_PROBLEMI DA RISOLVERE_
**a.** Traduci in inglese questa frase del brano da leggere: "E’ tuttora in corso la traduzione dell’importantissima opera di Herman Wirth, Der Aufgang der Menschheit, attualmente giunta ad un buon punto del libro."
**b.** Prolunga il brano da leggere, riprendendo subito dopo la sua ultima frase.

Io non sono solito occuparmi di sport, soprattutto non in questa sede, e ora davvero eviterei di parlarvene se non vi fossero implicazioni politiche evidenti e pesanti. Penso che tutti voi domenica 16 luglio abbiate assistito allo spettacolo indecente della finale dei campionati del mondo, nella quale una “vittoria” decisa in anticipo è stata assegnata a una “Francia” multietnica e multirazziale che di francese non aveva nulla, grazie a un arbitraggio parziale e vergognoso. Ora noi potremmo anche disinteressarci di questa vicenda di palese malaffare calcistico, se non fossimo più che sicuri che la “vittoria” della (A)fr(ic)ancia verrà presa a pretesto dai fautori del mondialismo per sostenere una presunta e inesistente “superiorità” delle società multietniche su quelle che mantengono e difendono la propria identità etnica e storica. Noi dobbiamo essere ben consapevoli del fatto che questa non è altro che una vergognosa mistificazione, e rifiutare con tutte le nostre forze la mela avvelenata del mondialismo.

NOTA 1: Nell’illustrazione: a sinistra, la copertina del libro Il mito della terra perduta di Davide Bigalli, di cui vi ho parlato nella settantaseiesima parte, al centro quella di Thule, le fonti e le tradizioni di Luigi De Anna, a destra la locandina della conferenza su Omero nel Baltico tenuta da Felice Vinci a Ostuni il 30 giugno.

NOTA 2: Michele Ruzzai mi chiede di accludere all’articolo il seguente comunicato, che volentieri trascrivo:
“E’ tuttora in corso la traduzione dell’importantissima opera di Herman Wirth, Der Aufgang der Menschheit, attualmente giunta ad un buon punto del libro. Chiunque volesse partecipare all’iniziativa anche versando un contributo di modesta entità, oppure solo richiedere informazioni sul progetto, può senz’altro scrivere a Michele Ruzzai, casella mail michele.ruzzai@libero.it Grazie per l’attenzione”.

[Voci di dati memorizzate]
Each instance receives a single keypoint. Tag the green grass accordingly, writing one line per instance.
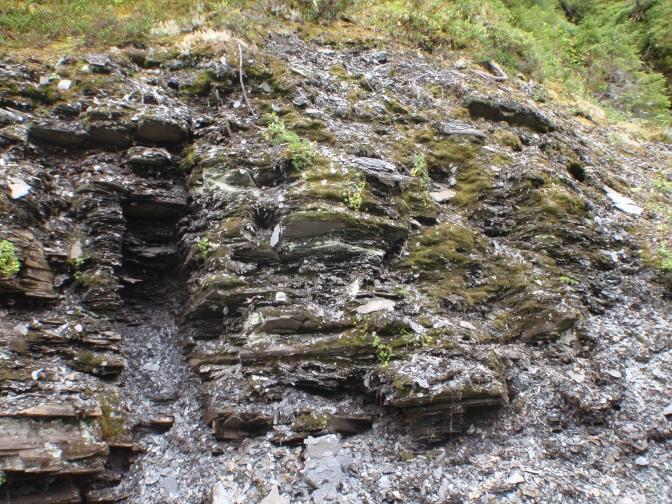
(40, 23)
(9, 262)
(604, 52)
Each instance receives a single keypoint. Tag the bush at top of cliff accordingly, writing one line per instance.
(9, 262)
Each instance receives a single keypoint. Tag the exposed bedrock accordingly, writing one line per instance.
(372, 289)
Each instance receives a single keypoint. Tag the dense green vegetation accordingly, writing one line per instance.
(615, 51)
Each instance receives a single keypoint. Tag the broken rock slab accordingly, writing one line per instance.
(375, 305)
(274, 497)
(323, 469)
(623, 203)
(58, 133)
(515, 114)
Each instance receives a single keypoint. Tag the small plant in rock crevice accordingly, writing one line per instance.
(301, 151)
(383, 350)
(353, 195)
(665, 259)
(204, 246)
(419, 171)
(9, 262)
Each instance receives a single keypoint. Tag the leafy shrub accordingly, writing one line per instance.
(301, 151)
(665, 259)
(204, 246)
(9, 262)
(321, 10)
(354, 195)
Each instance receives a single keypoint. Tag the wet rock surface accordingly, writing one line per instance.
(434, 309)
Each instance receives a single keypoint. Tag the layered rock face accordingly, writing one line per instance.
(428, 278)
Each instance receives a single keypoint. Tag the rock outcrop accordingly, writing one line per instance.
(378, 274)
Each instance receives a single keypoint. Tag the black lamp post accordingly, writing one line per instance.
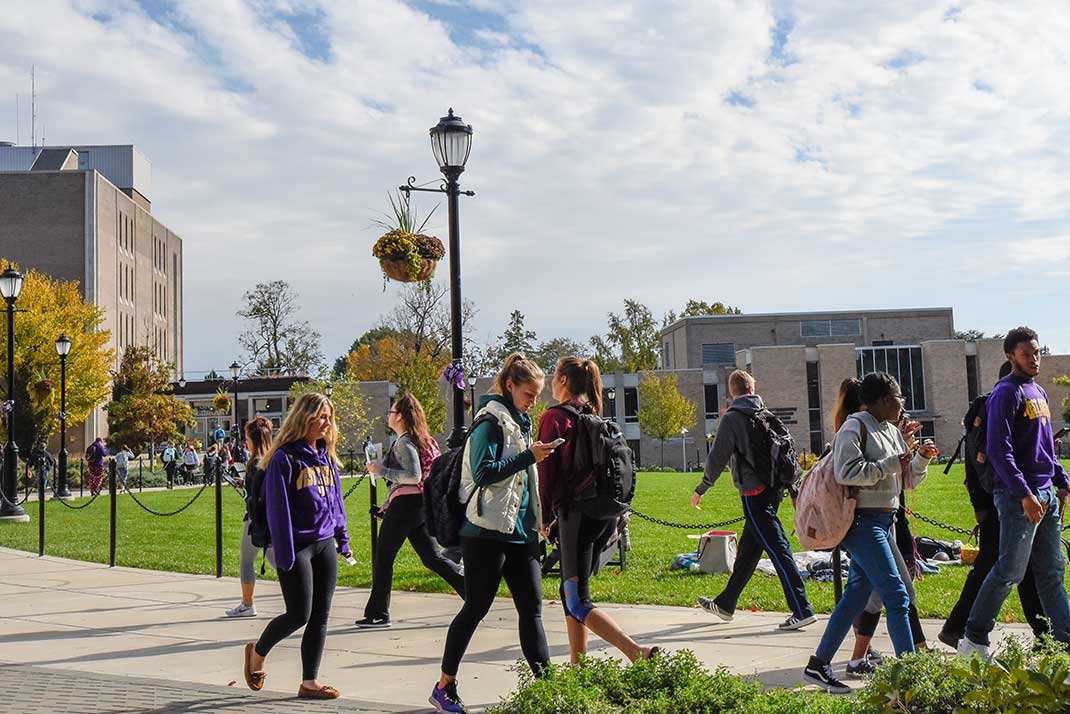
(62, 348)
(11, 285)
(452, 142)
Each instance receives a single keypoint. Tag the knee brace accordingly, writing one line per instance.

_RISPOSTE PER PUNTO_
**a.** The translation of Herman Wirth's very important work, Der Aufgang der Menschheit, is still in progress and has currently reached a good point in the book.

**b.**
1 Comment

  • Daniele Bettini 30 Luglio 2018

    Mi permetto di fare un po’ di pubblicità a Semir Osmanagich e ai suoi libri sulle piramidi nel mondo, dove tra l’altro si citano anche piramidi in sicilia.
    Possiamo definirlo il campione del Ciclo atlanto mediterraneo.
    Tutte queste civiltà atlanto mediterranee avevano avuto durante l’età dell’argento una diffusione planetaria ed Atlantide aveva una controparte in Mu (Rutas in sanscrito) nel pacifico.
    Micio Kusi , Davenport , la prof.saSotomayor in sudamerica
    (http://losvikingosenamerica.blogspot.com/2017/02/preamerica-el-origen-de-la-civilizacion.html)
    hanno riaperto la via dopo decenni di censura ed oblio.
    Sta a noi percorrerla.
    Chiedo solo una cortesia ai lettori : se potete pubblicate articoli o recensioni di libri sulla presenza di piramidi , megaliti e grandi costruzioni di pietra in Italia.
    Servirebbe a chiarire la presenza di popol pre-indoeuropei sul suolo della nostra nazione.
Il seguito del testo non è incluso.